• [Given task] On the King of Thieves trope page below, what is Atomsk from FLCL said to have the power to steal?

Follow TV Tropes

Following

King of Thieves

Go To

https://static.tvtropes.org/pmwiki/pub/images/destiny_3.png

"Worthy to rank with your own Robin Hood, signorina. Montano, the King of Thieves, was first heard of in the mountains some ten years ago, when people said brigands were extinct. But his wild authority spread with the swiftness of a silent revolution."
Muscari, Father Brown: "The Paradise of Thieves" (1912)

Exactly What It Says on the Tin; someone (not always male) who is identified or referred to as the top criminal. Be they Desert Bandits, Pirates on the high seas, Outlaws on the frontier, etc.

Of course, the idea of criminals forming a monarchical government doesn't really make very much sense. Yet the trope still persists and shows no signs of becoming discredited. This is probably a result of the Rule of Cool.

The King of Thieves doesn't have to be a part of true monarchy or kingship. They might have reached their position through Klingon Promotion as a result of their hard work and/or ruthlessness. Or it might just be a title they get for being the strongest around. They may actually command the loyalty of either all of the pirates on the seas, or another type of Thieves' Guild, or they may simply be the captain of a single notorious pirate ship or some other small group of outlaws who prefers an impressive-sounding title.

Can overlap with Elective Monarchy. Compare Klingon Promotion, Asskicking Leads to Leadership. See also The Don for modern urban gangsters, Supernatural Elite for the fantastic equivalent, and Just Like Robin Hood who is sometimes known as the Prince of (or among) Thieves.

For the 2018 film, see here.


Examples:

    open/close all folders 

    Anime & Manga 
  • FLCL: Atomsk is referred to as the "King of Pirates" and has the power to steal a solar system.
  • One Piece
    • Gold Roger, who held the in-universe title of "Pirate King". He got the title from conquering the whole dangerous sea of Grand Line and generally making a big impression; it's noted that he never really sought the title, but the world started calling him the King of Pirates on its own after he found the end of the Grand Line. Before he's executed, he told the world to find his valued treasure, the "One Piece". Luffy's story goal is becoming the next Pirate King by finding said treasure. Many others share this goal, with varying degrees of seriousness and ability.

• [Stored records]
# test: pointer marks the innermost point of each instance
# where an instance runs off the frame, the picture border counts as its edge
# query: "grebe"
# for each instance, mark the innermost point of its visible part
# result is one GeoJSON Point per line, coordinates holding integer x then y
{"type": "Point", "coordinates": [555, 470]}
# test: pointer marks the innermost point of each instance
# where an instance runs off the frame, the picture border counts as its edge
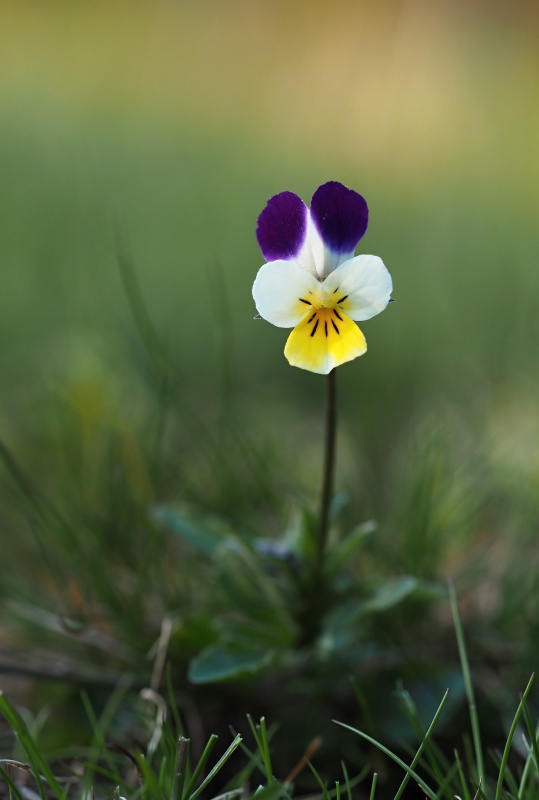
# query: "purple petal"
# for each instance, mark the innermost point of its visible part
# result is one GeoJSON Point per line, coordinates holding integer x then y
{"type": "Point", "coordinates": [282, 226]}
{"type": "Point", "coordinates": [340, 215]}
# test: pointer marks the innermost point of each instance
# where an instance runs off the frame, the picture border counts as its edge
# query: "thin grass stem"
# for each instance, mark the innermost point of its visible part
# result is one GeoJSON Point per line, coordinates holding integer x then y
{"type": "Point", "coordinates": [507, 748]}
{"type": "Point", "coordinates": [468, 685]}
{"type": "Point", "coordinates": [329, 471]}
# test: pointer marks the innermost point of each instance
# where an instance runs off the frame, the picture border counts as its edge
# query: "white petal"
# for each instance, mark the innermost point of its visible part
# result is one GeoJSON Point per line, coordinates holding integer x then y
{"type": "Point", "coordinates": [281, 293]}
{"type": "Point", "coordinates": [366, 284]}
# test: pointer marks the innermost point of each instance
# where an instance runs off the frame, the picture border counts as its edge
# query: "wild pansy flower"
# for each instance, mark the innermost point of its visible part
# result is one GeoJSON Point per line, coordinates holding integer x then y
{"type": "Point", "coordinates": [312, 282]}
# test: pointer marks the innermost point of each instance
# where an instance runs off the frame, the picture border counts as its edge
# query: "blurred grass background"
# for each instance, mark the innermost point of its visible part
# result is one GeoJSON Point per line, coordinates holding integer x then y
{"type": "Point", "coordinates": [174, 122]}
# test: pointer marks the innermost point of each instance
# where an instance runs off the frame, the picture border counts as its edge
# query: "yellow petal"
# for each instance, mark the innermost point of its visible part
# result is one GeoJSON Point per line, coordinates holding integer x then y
{"type": "Point", "coordinates": [324, 339]}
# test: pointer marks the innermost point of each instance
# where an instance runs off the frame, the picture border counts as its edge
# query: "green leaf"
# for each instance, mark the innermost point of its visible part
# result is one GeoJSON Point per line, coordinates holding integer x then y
{"type": "Point", "coordinates": [221, 663]}
{"type": "Point", "coordinates": [341, 553]}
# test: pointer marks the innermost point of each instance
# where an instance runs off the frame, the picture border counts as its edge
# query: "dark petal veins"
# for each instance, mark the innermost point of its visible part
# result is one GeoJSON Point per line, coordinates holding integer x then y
{"type": "Point", "coordinates": [341, 216]}
{"type": "Point", "coordinates": [282, 226]}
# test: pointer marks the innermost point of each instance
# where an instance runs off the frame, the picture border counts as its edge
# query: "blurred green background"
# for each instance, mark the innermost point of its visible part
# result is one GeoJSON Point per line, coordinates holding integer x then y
{"type": "Point", "coordinates": [182, 118]}
{"type": "Point", "coordinates": [173, 122]}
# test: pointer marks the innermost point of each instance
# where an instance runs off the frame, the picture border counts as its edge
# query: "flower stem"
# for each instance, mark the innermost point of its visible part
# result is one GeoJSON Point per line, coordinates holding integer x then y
{"type": "Point", "coordinates": [316, 592]}
{"type": "Point", "coordinates": [328, 474]}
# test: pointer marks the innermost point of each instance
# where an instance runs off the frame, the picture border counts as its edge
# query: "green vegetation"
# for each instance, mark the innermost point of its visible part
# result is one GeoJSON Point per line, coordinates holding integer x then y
{"type": "Point", "coordinates": [160, 461]}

• [Response to this task] A solar system.